Аристократия тюрьмы – старые бродяги и известные убийцы – занимают все этапные нары; остальной арестантской массе, количеством в 2-3 раза превосходящей «аристократию», приходится размещаться на сгнившем полу, густо покрытом липкой грязью, под нарами и в проходах между ними. Легко можно себе представить атмосферу камер, когда их двери заперты и они переполнены человеческими существами, лежащими в обнаженном виде, имея подстилкой грязную одежду насквозь промокшую от дождя и снега во время пути.
Эти этапы, однако, являются дворцами, по сравнению с полуэтапами, где арестантские партии останавливаются лишь для ночевки. Здание полуэтапов еще меньше по размерам и, вообще, находятся в еще более ветхом и антисанитарном состоянии. Грязь, вонь и духота в них иногда доходят до таких размеров, что арестантская партия предпочитает проводить холодные сибирские ночи в легких летних бараках, построенных на дворе, в которых нельзя разводить огонь. Полуэтапы почти никогда не имеют отдельного помещение для женщин и последним приходится помещаться в караульной комнате с солдатами (см. Максимова «Сибирь и Каторга»). С покорностью, свойственной «всевыносящим» русским матерям, они забиваются с своими детьми, завернутыми в тряпки, куда-нибудь в самый отдаленный угол под нарами или ютятся у дверей, где стоят ружья конвойных.

Исходные данные:
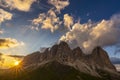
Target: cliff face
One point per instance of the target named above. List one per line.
(97, 60)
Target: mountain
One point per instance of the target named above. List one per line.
(60, 62)
(115, 60)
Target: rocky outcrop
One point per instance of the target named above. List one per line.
(63, 54)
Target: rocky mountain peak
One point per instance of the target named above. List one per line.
(62, 53)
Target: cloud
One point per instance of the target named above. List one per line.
(22, 5)
(6, 43)
(50, 20)
(59, 4)
(68, 20)
(90, 35)
(4, 15)
(47, 20)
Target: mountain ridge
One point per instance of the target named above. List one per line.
(62, 53)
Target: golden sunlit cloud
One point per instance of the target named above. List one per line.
(22, 5)
(6, 43)
(4, 15)
(90, 34)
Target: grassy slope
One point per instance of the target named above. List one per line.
(50, 71)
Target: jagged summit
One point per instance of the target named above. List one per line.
(63, 54)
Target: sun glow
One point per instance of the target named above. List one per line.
(16, 63)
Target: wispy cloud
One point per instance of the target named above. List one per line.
(6, 43)
(50, 20)
(59, 4)
(90, 35)
(4, 15)
(47, 20)
(22, 5)
(68, 20)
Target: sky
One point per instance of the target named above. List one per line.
(29, 25)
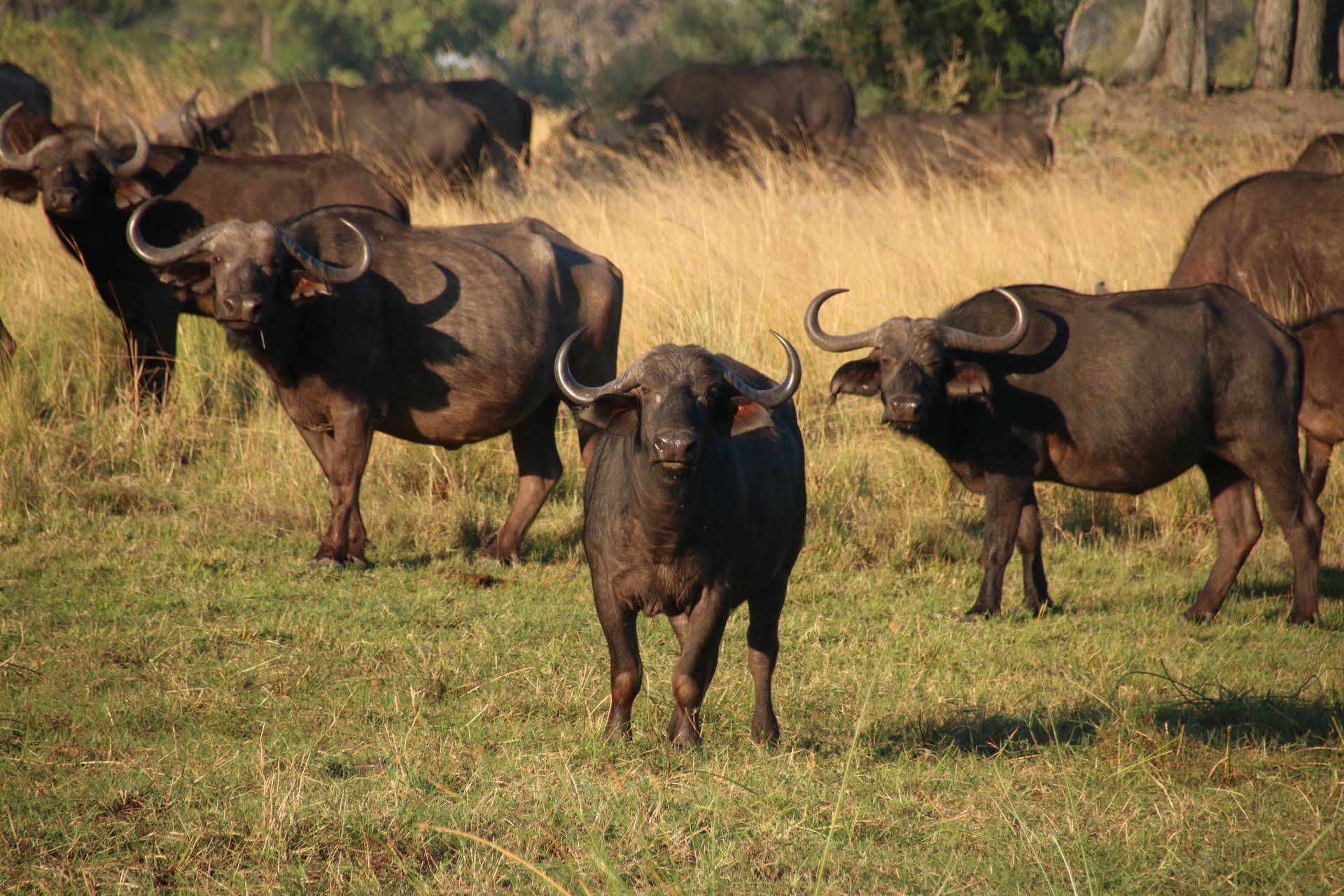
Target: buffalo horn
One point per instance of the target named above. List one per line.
(136, 163)
(167, 254)
(962, 340)
(8, 159)
(575, 391)
(331, 273)
(777, 396)
(828, 342)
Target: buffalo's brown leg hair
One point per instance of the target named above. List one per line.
(1004, 500)
(1034, 590)
(344, 457)
(762, 652)
(695, 668)
(1317, 464)
(538, 470)
(323, 447)
(1233, 498)
(1280, 479)
(622, 647)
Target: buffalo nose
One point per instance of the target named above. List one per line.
(904, 410)
(675, 447)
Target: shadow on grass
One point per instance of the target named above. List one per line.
(983, 732)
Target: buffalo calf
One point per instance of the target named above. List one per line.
(694, 503)
(1110, 393)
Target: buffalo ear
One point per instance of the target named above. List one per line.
(749, 415)
(969, 381)
(616, 414)
(18, 186)
(857, 378)
(308, 288)
(128, 194)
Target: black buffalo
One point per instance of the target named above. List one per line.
(958, 146)
(1112, 393)
(508, 120)
(19, 86)
(441, 336)
(89, 195)
(409, 128)
(694, 503)
(785, 104)
(1273, 239)
(1324, 155)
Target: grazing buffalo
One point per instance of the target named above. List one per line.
(1272, 238)
(508, 120)
(1112, 393)
(19, 86)
(960, 146)
(410, 128)
(88, 197)
(694, 503)
(441, 336)
(785, 105)
(1322, 415)
(1324, 155)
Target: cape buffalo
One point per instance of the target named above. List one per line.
(412, 128)
(958, 146)
(784, 104)
(18, 86)
(1322, 415)
(694, 503)
(1272, 238)
(88, 197)
(508, 120)
(1324, 155)
(441, 336)
(1113, 393)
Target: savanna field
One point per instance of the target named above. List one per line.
(186, 706)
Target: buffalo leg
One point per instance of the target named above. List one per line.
(1317, 464)
(622, 647)
(323, 445)
(762, 652)
(1233, 498)
(347, 453)
(1296, 512)
(1034, 592)
(1004, 500)
(695, 669)
(538, 470)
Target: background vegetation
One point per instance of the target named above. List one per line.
(185, 706)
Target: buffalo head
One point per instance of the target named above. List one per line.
(70, 169)
(910, 363)
(249, 269)
(676, 400)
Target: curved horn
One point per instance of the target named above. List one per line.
(575, 391)
(136, 163)
(955, 337)
(331, 273)
(11, 160)
(780, 394)
(162, 255)
(828, 342)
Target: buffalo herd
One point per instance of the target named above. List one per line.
(283, 218)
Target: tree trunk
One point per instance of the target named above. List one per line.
(1307, 50)
(1147, 55)
(1272, 23)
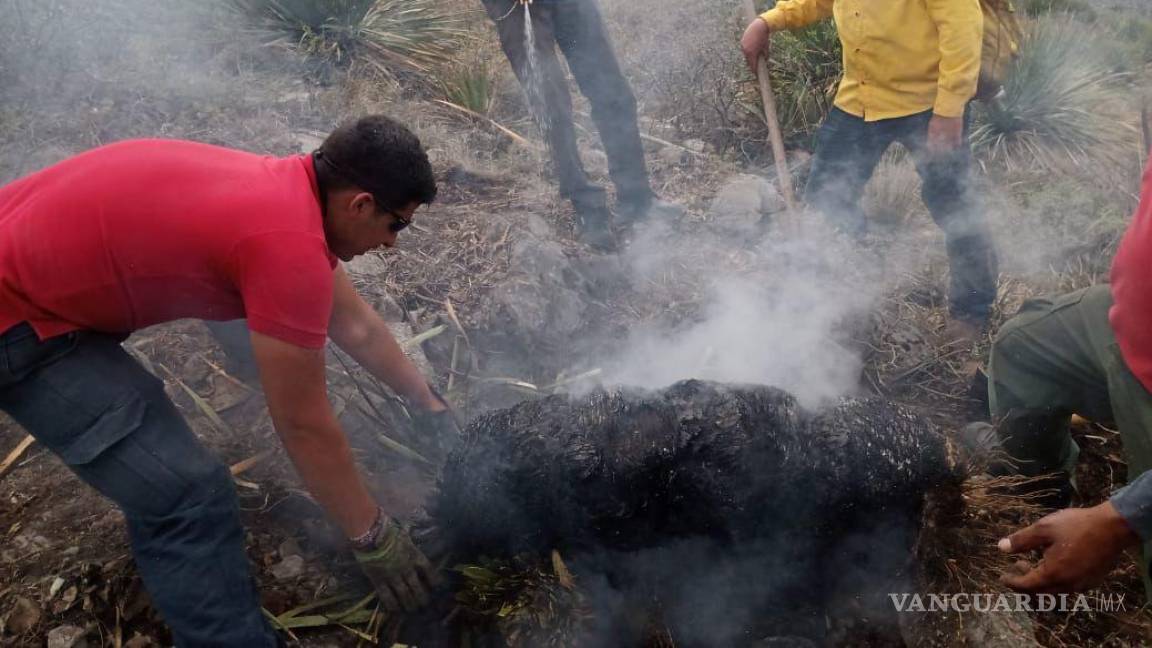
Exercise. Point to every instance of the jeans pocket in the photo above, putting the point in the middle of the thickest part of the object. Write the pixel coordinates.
(24, 352)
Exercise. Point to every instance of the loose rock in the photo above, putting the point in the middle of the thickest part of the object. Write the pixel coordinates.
(67, 637)
(289, 567)
(24, 616)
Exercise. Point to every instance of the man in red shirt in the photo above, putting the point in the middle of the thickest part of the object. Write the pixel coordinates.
(143, 232)
(1086, 353)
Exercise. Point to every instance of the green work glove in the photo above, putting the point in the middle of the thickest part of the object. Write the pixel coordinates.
(398, 569)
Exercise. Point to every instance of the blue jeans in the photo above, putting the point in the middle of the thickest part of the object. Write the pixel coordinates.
(110, 421)
(847, 152)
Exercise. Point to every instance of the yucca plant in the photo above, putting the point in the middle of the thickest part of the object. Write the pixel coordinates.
(469, 85)
(1058, 113)
(385, 35)
(805, 67)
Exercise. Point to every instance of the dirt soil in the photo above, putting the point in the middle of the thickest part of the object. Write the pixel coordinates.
(63, 552)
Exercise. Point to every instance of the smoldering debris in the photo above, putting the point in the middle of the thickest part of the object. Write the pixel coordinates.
(719, 513)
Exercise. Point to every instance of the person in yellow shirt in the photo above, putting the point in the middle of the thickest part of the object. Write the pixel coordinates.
(910, 69)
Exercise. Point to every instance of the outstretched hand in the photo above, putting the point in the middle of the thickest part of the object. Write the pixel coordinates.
(756, 43)
(1080, 547)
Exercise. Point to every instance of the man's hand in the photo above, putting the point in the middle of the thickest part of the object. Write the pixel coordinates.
(399, 571)
(1080, 545)
(756, 43)
(946, 134)
(438, 427)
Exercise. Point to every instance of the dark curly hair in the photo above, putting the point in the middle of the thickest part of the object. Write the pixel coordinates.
(380, 156)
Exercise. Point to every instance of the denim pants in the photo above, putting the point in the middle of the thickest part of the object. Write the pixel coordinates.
(578, 30)
(847, 152)
(110, 421)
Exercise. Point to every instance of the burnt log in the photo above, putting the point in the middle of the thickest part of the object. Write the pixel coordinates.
(728, 509)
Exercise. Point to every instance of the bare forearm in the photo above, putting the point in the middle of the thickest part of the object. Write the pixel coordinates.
(325, 465)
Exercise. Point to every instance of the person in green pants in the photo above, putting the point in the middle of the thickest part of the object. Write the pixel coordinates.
(1086, 353)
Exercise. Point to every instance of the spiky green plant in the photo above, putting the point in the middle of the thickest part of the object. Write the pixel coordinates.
(527, 603)
(805, 67)
(469, 85)
(1059, 110)
(385, 35)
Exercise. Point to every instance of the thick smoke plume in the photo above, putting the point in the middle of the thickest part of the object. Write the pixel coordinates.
(785, 321)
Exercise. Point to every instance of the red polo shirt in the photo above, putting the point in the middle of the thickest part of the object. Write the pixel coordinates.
(1131, 288)
(149, 231)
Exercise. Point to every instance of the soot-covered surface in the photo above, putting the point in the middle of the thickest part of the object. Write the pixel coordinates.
(728, 509)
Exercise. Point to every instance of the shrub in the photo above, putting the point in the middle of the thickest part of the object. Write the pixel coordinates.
(470, 85)
(384, 35)
(805, 67)
(1059, 111)
(1078, 8)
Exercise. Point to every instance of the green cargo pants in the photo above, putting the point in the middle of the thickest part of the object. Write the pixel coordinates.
(1056, 358)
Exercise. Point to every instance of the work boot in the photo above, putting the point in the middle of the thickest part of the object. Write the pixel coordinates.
(630, 212)
(596, 227)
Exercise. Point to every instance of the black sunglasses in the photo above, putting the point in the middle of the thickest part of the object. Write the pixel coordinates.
(399, 223)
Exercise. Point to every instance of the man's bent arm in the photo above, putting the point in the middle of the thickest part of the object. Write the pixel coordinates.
(1134, 503)
(295, 386)
(362, 333)
(795, 14)
(960, 24)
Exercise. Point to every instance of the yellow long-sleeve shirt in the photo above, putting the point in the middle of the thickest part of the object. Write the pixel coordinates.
(901, 57)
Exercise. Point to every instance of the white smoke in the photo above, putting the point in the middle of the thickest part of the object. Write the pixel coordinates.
(786, 321)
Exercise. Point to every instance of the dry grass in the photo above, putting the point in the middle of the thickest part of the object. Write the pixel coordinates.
(893, 194)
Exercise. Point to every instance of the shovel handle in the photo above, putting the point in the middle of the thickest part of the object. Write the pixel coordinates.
(770, 117)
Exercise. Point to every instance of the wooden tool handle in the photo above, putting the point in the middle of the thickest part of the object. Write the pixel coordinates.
(770, 115)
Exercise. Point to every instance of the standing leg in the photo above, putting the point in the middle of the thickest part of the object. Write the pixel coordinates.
(582, 37)
(947, 190)
(112, 423)
(552, 104)
(847, 151)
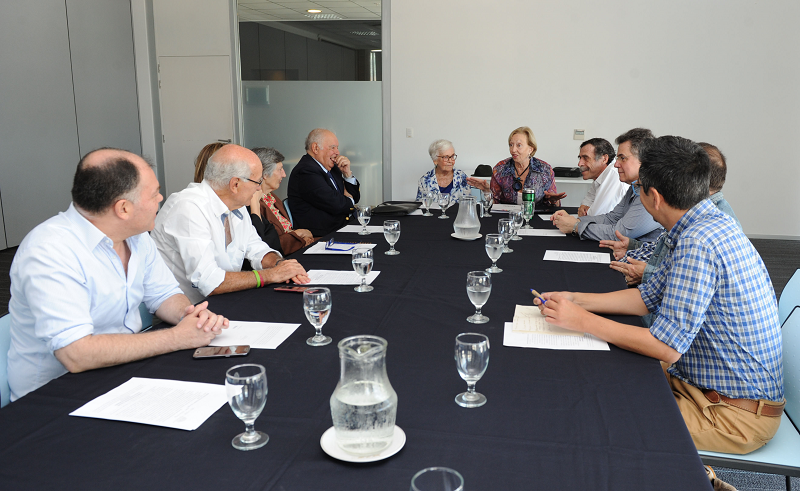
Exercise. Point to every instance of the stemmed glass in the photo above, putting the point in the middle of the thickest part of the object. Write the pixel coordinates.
(437, 479)
(494, 248)
(517, 220)
(246, 387)
(391, 231)
(363, 213)
(317, 306)
(427, 200)
(362, 264)
(479, 287)
(472, 358)
(444, 202)
(506, 228)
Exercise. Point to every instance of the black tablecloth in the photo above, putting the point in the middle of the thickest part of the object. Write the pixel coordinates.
(597, 420)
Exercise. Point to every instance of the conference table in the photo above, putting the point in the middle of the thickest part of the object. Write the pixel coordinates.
(555, 419)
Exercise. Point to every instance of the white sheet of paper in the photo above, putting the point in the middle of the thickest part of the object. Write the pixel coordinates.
(157, 402)
(540, 340)
(319, 248)
(577, 257)
(541, 232)
(259, 335)
(528, 318)
(331, 277)
(373, 229)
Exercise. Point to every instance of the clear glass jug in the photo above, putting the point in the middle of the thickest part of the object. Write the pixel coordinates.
(364, 404)
(467, 223)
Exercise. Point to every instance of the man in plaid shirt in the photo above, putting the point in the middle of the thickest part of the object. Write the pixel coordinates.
(716, 331)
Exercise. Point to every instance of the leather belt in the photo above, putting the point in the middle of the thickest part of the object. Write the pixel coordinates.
(760, 407)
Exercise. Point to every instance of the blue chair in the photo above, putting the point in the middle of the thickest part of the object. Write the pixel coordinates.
(5, 344)
(782, 454)
(790, 297)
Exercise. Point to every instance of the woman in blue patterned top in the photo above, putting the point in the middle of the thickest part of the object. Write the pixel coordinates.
(443, 178)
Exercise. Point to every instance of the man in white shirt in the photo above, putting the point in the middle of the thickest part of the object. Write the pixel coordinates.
(596, 161)
(78, 278)
(204, 233)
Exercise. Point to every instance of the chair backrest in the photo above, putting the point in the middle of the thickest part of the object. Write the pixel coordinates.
(5, 344)
(286, 205)
(790, 297)
(790, 334)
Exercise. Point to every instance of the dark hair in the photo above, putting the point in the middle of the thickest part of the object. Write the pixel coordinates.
(719, 167)
(97, 186)
(636, 137)
(678, 168)
(601, 147)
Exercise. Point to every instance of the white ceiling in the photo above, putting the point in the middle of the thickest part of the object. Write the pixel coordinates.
(295, 10)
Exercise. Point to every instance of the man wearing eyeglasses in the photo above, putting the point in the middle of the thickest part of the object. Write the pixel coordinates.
(322, 189)
(204, 233)
(629, 217)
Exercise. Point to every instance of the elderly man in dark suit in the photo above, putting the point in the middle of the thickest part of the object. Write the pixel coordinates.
(322, 189)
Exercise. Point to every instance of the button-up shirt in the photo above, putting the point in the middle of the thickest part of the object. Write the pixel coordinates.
(190, 235)
(68, 282)
(717, 308)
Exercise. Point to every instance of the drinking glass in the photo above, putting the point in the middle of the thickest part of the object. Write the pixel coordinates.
(246, 388)
(427, 200)
(363, 213)
(391, 231)
(494, 248)
(362, 264)
(506, 228)
(437, 479)
(479, 287)
(444, 202)
(517, 220)
(472, 358)
(317, 306)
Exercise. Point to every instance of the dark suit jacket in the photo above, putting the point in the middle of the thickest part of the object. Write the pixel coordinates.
(314, 202)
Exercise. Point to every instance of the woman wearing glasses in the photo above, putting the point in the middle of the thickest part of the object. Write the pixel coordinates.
(443, 178)
(522, 170)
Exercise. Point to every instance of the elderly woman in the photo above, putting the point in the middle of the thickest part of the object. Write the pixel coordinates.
(521, 171)
(443, 178)
(267, 211)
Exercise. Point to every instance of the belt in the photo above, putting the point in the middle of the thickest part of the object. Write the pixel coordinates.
(759, 407)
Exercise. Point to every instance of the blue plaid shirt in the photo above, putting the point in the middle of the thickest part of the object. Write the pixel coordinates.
(717, 308)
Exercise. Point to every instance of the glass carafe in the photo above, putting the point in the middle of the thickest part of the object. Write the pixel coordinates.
(467, 223)
(364, 404)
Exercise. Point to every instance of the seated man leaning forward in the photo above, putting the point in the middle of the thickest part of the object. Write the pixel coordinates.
(629, 216)
(716, 331)
(77, 280)
(204, 232)
(322, 190)
(596, 161)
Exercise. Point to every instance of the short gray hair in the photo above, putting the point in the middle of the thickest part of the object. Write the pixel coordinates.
(437, 146)
(219, 174)
(270, 158)
(317, 136)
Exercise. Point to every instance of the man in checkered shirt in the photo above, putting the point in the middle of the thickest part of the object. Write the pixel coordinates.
(716, 331)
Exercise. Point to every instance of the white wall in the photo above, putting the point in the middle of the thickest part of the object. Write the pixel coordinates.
(725, 72)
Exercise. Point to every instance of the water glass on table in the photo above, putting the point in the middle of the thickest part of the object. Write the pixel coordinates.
(391, 231)
(246, 388)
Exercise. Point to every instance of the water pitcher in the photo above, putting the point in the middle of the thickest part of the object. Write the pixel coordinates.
(364, 404)
(467, 223)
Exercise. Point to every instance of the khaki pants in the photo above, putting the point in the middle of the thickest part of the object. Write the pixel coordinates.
(720, 427)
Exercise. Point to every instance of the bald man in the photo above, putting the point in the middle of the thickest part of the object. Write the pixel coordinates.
(78, 278)
(204, 233)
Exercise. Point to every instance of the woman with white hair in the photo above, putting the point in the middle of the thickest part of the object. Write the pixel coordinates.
(443, 178)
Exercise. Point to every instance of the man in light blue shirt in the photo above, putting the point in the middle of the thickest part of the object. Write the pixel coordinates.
(78, 278)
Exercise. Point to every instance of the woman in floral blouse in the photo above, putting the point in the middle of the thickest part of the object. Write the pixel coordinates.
(443, 178)
(522, 170)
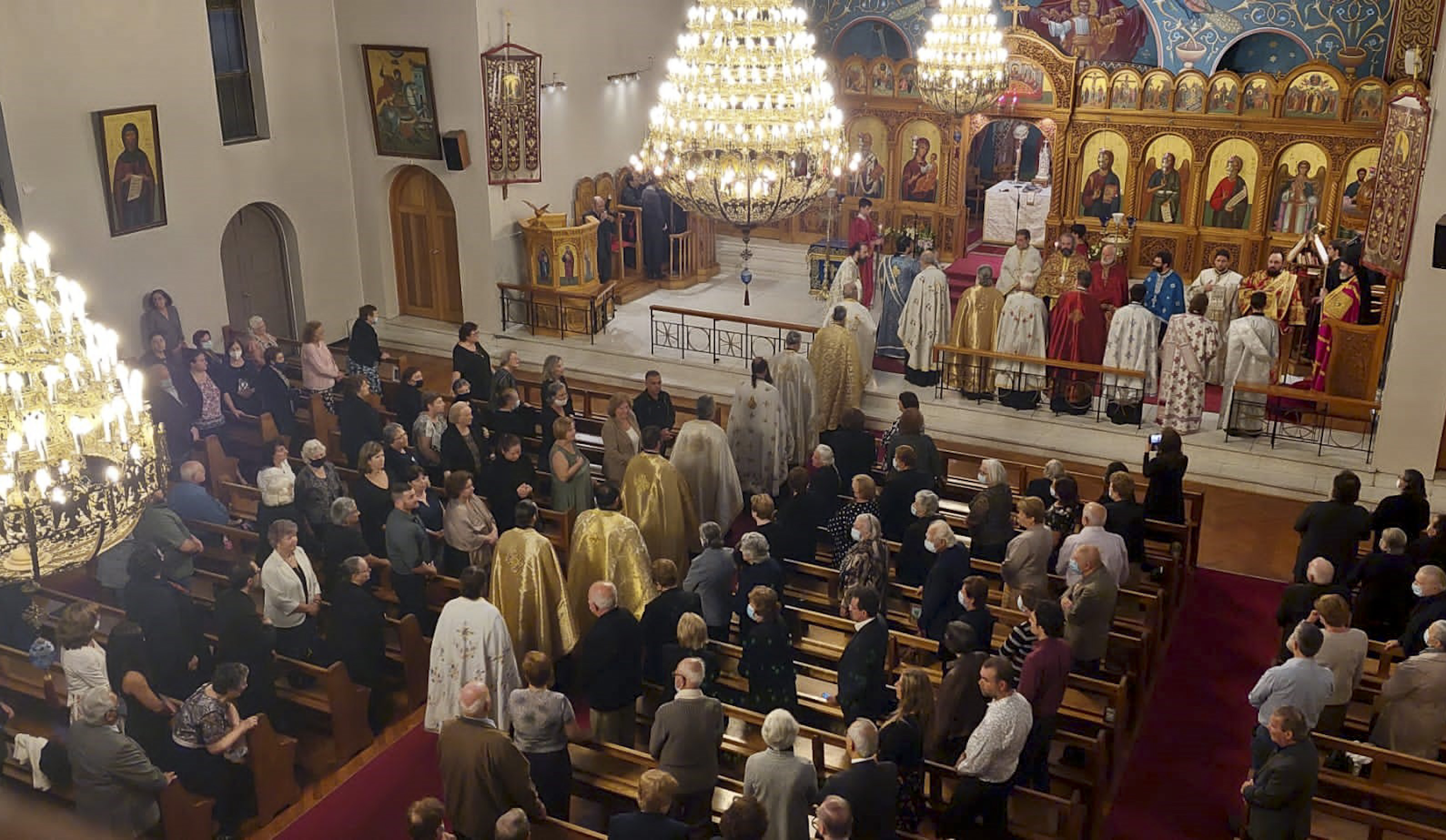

Задания к выполнению:
A: Перечислите все места на этапе, где, согласно отрывку, приходится размещаться остальной арестантской массе, не занявшей нары.
B: Воспроизведите дословно фрагмент отрывка между словами «Эти этапы, однако, являются» и «стоят ружья конвойных.», включая их.

Ответы к заданиям:
A:
- на сгнившем полу, густо покрытом липкой грязью
- под нарами
- в проходах между нарами

B:
Эти этапы, однако, являются дворцами, по сравнению с полуэтапами, где арестантские партии останавливаются лишь для ночевки. Здание полуэтапов еще меньше по размерам и, вообще, находятся в еще более ветхом и антисанитарном состоянии. Грязь, вонь и духота в них иногда доходят до таких размеров, что арестантская партия предпочитает проводить холодные сибирские ночи в легких летних бараках, построенных на дворе, в которых нельзя разводить огонь. Полуэтапы почти никогда не имеют отдельного помещение для женщин и последним приходится помещаться в караульной комнате с солдатами (см. Максимова «Сибирь и Каторга»). С покорностью, свойственной «всевыносящим» русским матерям, они забиваются с своими детьми, завернутыми в тряпки, куда-нибудь в самый отдаленный угол под нарами или ютятся у дверей, где стоят ружья конвойных.